- **EXERCISE DETAILS**:
Filter the records below down to the lines that contain the word "distant", and copy each of those lines out. Case counts.
[BEGIN RECORDS SHOWN]
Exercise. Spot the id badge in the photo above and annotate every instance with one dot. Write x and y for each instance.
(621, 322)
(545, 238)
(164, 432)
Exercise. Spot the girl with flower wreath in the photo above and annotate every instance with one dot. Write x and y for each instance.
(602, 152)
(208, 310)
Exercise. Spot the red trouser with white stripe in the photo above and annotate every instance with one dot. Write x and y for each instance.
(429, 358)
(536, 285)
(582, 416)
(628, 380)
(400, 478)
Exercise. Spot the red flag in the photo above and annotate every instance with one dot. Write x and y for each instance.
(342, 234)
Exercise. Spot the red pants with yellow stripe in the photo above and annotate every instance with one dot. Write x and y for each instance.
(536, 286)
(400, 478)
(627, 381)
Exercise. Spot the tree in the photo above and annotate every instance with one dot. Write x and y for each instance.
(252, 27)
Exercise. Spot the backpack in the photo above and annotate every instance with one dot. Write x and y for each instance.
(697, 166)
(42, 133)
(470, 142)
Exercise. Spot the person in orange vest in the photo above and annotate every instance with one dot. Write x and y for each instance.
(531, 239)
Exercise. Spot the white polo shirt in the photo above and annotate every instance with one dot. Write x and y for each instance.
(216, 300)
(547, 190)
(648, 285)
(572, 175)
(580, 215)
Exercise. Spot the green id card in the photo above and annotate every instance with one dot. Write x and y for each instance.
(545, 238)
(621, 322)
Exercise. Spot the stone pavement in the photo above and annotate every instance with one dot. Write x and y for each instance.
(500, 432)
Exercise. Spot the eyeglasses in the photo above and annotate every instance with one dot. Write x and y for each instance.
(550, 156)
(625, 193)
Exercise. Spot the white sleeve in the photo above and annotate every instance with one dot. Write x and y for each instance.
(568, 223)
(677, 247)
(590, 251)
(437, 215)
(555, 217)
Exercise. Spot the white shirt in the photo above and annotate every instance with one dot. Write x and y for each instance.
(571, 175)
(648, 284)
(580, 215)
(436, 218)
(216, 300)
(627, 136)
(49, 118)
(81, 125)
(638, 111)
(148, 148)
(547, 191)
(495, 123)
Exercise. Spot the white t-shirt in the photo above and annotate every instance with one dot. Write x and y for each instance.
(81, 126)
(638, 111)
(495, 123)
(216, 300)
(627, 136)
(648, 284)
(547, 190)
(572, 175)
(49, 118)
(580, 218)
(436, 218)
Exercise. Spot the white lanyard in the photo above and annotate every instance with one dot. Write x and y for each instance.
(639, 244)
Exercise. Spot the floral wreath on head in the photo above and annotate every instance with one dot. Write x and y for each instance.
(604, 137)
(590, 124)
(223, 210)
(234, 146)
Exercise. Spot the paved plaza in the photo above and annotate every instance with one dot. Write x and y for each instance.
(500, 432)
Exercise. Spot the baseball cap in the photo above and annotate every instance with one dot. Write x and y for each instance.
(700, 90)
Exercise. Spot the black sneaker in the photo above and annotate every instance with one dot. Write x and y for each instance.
[END RECORDS SHOWN]
[BEGIN RECORDS SHOWN]
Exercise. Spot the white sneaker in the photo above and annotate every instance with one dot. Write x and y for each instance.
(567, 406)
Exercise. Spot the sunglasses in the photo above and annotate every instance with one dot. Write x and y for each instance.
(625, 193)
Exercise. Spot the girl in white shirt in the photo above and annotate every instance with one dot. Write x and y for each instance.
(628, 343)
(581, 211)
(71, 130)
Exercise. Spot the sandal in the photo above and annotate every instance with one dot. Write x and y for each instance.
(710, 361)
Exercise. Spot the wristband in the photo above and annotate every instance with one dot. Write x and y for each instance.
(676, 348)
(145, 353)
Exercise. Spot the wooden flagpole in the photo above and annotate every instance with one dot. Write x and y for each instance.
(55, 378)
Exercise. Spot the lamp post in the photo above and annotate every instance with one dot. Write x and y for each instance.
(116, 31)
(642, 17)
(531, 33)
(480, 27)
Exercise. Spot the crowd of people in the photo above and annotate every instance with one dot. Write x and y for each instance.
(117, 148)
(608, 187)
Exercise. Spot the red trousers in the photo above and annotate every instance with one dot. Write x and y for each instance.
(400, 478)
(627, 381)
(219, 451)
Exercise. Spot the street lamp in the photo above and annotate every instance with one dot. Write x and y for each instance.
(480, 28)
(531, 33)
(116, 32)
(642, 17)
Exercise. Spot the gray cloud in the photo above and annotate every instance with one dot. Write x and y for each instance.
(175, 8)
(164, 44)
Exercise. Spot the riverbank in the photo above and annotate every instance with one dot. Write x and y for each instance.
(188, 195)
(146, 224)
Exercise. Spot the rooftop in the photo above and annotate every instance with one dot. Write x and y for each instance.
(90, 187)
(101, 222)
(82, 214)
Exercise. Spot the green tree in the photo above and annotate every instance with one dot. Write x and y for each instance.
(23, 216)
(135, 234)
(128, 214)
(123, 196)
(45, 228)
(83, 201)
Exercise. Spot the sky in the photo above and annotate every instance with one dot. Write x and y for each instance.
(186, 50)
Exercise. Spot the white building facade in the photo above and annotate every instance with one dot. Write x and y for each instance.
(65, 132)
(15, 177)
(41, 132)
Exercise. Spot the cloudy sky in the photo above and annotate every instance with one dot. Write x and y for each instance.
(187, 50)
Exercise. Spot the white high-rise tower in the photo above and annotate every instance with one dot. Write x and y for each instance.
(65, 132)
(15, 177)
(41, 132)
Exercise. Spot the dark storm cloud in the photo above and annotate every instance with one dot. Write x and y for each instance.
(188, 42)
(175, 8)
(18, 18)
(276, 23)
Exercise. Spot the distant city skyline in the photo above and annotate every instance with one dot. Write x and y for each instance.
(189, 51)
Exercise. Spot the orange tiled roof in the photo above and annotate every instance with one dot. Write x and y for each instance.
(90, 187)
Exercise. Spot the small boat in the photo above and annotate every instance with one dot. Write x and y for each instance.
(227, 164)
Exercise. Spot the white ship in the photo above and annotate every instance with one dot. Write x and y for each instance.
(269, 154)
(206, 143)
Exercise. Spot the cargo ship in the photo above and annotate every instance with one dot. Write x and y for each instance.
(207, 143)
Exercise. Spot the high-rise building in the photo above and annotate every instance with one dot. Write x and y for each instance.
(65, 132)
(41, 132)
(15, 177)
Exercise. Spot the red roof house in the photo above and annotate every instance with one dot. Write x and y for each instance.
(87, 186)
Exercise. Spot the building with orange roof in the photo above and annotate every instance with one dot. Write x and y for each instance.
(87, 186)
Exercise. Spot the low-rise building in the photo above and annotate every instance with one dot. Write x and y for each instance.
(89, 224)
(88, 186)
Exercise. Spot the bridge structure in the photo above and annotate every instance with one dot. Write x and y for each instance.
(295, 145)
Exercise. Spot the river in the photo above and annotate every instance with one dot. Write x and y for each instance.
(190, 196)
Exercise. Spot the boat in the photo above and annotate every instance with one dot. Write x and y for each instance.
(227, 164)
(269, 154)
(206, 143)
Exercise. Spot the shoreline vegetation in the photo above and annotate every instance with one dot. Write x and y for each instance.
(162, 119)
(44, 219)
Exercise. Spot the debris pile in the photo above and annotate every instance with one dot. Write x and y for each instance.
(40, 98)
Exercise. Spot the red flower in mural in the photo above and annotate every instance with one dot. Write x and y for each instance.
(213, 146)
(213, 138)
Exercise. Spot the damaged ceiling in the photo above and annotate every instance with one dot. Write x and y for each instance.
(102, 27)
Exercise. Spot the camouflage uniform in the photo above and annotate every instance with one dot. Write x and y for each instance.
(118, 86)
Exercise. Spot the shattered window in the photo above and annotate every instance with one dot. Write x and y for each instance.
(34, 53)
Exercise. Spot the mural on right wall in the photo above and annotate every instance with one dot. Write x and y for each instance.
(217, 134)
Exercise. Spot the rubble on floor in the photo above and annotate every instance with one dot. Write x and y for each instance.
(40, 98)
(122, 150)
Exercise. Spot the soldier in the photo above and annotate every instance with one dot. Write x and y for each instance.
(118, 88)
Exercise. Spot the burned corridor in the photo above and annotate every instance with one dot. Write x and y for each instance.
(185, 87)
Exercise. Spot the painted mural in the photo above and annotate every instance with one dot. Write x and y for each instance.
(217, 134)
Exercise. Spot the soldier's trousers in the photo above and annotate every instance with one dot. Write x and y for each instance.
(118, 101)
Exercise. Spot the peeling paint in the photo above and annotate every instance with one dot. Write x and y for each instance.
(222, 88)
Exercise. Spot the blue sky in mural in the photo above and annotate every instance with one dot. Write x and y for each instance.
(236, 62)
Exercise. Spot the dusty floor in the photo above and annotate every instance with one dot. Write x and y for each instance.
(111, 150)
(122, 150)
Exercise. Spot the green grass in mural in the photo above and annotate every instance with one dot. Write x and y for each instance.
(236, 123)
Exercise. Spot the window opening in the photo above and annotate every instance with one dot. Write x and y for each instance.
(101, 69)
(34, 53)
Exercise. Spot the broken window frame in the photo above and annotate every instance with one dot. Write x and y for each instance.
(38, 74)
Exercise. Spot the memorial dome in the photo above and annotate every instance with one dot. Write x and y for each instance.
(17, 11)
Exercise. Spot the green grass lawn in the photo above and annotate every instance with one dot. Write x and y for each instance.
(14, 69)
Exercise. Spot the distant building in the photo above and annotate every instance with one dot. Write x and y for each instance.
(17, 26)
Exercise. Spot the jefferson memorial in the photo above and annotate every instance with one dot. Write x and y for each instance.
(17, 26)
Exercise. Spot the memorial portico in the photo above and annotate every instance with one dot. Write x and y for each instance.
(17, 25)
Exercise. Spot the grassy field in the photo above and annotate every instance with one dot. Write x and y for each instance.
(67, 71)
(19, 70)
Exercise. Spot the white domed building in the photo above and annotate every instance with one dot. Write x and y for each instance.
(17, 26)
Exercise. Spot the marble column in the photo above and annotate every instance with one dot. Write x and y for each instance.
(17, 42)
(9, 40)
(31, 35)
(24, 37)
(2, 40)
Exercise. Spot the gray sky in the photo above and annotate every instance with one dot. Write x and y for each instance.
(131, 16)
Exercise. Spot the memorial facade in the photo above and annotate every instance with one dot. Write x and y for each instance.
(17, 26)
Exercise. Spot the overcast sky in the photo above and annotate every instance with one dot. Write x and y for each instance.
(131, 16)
[END RECORDS SHOWN]
- **FINISHED ANSWER**:
Exercise. Spot the distant city skyline in the photo above and annotate every instance with one dot. Write x and y for each instance.
Exercise. Spot the distant building in the photo above and annotate every instance with one dot. Write x and y for each instance.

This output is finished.